* RECORDS FOR THIS EXERCISE *
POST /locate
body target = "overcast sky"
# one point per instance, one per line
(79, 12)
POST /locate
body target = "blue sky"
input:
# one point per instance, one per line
...
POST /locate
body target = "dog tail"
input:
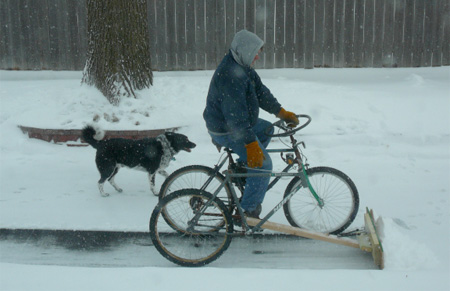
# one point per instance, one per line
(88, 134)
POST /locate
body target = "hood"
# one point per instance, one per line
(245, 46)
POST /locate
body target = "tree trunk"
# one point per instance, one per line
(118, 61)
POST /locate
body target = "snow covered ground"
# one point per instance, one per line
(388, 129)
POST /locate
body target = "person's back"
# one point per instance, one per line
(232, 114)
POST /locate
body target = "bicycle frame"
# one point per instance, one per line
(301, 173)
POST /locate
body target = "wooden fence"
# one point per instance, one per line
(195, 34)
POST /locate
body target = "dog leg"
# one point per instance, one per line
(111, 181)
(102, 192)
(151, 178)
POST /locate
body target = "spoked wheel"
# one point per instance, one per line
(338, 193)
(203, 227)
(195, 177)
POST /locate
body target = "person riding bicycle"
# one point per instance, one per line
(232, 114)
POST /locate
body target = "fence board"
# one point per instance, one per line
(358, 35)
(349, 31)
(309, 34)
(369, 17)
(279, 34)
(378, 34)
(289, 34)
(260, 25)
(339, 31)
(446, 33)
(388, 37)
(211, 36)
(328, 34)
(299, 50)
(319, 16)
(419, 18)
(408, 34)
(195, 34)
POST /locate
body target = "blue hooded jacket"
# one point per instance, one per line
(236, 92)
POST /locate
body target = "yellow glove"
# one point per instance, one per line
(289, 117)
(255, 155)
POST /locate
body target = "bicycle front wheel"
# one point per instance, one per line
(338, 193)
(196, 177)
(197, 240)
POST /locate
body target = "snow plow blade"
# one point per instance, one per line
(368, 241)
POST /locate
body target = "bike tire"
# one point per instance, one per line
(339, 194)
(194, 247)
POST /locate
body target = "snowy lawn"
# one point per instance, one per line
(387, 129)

* TASK GOAL *
From the entries above, extract each line containing "person".

* EXERCISE ANSWER *
body target = "person's back"
body target = "person riding bicycle"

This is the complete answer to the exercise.